• Object point labels
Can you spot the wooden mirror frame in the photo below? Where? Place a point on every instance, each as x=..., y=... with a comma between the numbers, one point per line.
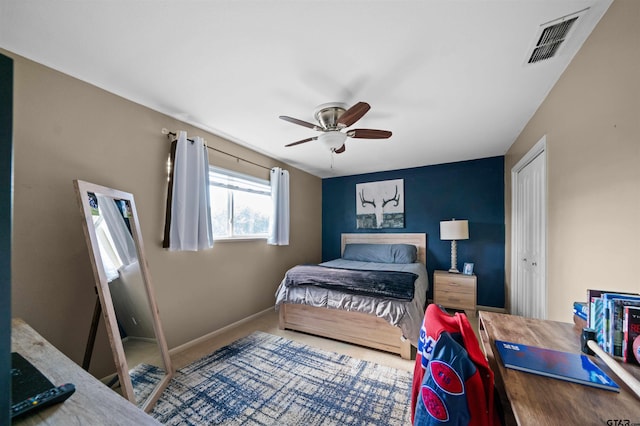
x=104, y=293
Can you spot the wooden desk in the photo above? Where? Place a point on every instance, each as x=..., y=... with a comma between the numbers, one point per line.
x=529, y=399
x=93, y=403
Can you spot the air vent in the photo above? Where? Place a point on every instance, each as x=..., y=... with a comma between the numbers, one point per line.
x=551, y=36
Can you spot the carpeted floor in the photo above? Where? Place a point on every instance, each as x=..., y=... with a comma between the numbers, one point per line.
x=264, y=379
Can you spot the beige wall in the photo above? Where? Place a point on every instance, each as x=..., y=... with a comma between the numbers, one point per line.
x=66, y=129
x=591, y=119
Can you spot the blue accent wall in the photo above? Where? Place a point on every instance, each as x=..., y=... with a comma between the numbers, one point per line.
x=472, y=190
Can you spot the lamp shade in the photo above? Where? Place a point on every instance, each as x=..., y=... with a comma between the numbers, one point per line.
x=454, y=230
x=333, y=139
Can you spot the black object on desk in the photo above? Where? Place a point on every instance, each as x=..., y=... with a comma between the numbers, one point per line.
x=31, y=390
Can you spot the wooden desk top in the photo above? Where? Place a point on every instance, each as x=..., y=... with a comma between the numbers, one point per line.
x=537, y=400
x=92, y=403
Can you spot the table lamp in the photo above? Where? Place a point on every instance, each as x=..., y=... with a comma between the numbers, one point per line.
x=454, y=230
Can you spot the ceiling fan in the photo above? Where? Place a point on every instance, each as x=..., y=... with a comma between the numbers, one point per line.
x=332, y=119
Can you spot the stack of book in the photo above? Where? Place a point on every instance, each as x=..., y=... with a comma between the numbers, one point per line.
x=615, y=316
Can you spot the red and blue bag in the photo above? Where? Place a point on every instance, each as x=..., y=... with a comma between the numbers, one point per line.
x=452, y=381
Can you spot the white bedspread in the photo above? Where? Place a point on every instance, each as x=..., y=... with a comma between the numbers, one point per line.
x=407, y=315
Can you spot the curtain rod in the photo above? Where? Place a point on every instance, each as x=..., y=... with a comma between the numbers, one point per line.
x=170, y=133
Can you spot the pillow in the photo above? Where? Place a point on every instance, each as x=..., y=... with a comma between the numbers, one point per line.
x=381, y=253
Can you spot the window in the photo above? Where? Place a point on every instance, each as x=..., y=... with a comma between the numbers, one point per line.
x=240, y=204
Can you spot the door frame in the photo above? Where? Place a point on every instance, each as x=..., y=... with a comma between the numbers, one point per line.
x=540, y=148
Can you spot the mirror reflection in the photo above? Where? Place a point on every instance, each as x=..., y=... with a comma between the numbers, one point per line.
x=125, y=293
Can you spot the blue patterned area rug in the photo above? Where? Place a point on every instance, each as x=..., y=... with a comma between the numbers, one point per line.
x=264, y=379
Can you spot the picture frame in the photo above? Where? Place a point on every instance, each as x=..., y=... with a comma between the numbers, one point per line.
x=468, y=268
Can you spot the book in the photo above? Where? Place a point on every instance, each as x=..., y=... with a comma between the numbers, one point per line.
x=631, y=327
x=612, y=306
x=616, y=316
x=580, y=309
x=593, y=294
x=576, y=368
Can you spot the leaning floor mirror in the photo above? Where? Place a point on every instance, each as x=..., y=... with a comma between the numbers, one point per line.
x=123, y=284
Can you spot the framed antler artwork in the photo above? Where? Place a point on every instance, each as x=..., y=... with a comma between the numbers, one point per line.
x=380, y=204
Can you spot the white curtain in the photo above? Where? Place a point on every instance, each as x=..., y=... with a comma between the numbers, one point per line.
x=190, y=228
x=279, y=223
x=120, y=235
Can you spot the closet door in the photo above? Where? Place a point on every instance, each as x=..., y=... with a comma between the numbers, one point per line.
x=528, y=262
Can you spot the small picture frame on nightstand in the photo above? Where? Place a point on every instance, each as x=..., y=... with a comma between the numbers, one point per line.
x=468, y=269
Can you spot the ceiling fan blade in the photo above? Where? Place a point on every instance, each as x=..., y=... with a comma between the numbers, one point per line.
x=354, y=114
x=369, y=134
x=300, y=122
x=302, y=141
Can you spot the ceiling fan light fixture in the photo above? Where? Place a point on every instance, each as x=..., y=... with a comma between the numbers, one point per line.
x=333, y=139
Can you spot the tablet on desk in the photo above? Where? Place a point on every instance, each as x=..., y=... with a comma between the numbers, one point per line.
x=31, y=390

---

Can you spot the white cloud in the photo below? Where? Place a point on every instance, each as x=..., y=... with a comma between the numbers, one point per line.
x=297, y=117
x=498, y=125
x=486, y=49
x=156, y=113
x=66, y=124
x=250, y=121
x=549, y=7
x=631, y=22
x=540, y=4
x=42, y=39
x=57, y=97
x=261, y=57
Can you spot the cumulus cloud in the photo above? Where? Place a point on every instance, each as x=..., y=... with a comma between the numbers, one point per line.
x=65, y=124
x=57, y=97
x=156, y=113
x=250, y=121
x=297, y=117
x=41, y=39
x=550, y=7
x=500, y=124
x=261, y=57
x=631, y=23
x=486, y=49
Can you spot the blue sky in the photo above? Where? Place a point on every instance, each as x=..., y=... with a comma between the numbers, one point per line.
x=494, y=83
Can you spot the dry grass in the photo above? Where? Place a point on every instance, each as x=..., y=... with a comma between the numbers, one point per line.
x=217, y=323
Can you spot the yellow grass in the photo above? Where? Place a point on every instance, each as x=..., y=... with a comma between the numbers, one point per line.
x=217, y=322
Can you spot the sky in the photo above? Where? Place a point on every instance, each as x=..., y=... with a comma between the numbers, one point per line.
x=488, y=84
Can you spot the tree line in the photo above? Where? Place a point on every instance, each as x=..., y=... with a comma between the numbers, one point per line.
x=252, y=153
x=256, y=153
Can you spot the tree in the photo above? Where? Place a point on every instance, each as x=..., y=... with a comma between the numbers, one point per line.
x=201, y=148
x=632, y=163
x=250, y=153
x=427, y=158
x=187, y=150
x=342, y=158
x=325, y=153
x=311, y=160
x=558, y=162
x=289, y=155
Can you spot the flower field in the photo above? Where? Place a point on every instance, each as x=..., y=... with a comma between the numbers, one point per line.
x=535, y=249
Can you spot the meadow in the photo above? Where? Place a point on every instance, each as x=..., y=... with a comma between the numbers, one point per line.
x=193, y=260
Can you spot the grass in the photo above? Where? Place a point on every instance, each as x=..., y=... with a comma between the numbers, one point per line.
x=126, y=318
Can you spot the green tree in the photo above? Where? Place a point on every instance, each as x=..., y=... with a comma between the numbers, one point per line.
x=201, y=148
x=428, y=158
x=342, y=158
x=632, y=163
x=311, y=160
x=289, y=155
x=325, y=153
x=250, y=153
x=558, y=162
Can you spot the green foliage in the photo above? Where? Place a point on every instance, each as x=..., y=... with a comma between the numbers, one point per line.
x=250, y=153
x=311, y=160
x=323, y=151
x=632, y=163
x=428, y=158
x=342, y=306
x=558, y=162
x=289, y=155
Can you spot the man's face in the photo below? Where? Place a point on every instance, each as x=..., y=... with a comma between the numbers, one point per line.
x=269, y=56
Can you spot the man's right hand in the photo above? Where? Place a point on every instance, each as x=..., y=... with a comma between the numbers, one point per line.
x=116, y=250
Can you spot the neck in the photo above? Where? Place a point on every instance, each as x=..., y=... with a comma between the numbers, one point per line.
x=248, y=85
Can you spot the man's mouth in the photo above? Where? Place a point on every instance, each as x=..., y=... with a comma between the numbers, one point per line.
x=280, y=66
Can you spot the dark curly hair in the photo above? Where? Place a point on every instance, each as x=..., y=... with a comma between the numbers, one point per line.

• EXERCISE INSTRUCTIONS
Turn the records from the line that contains "Can you spot the sky" down to the line that contains "x=193, y=260" into a JSON list of strings, one string per line with blank lines left out, and include both of those lines.

• ANSWER TO THE EXERCISE
[
  "Can you spot the sky in the photo above? Where? Place a point on every instance, each as x=..., y=... with a comma between the numbers, one point per line.",
  "x=488, y=84",
  "Can you spot the tree line in the photo above? Where? Place a point on every instance, each as x=..., y=... with a comma between the numbers, one point per line.",
  "x=252, y=153",
  "x=256, y=153",
  "Can you spot the tree in the photo above? Where? Place a point on every instance, each as x=..., y=... with a comma between the numbers, one point per line.",
  "x=201, y=148",
  "x=632, y=163",
  "x=250, y=153",
  "x=427, y=158",
  "x=187, y=150",
  "x=342, y=158",
  "x=325, y=153",
  "x=311, y=160",
  "x=558, y=162",
  "x=289, y=155",
  "Can you spot the flower field in the photo above? Where? Place a point on every instance, each as x=..., y=... with a comma between the numbers, one point per line.",
  "x=535, y=249",
  "Can you spot the meadow in the photo above? Where? Place a point on every instance, each as x=..., y=... with a comma between the numbers, one point per line.",
  "x=193, y=260"
]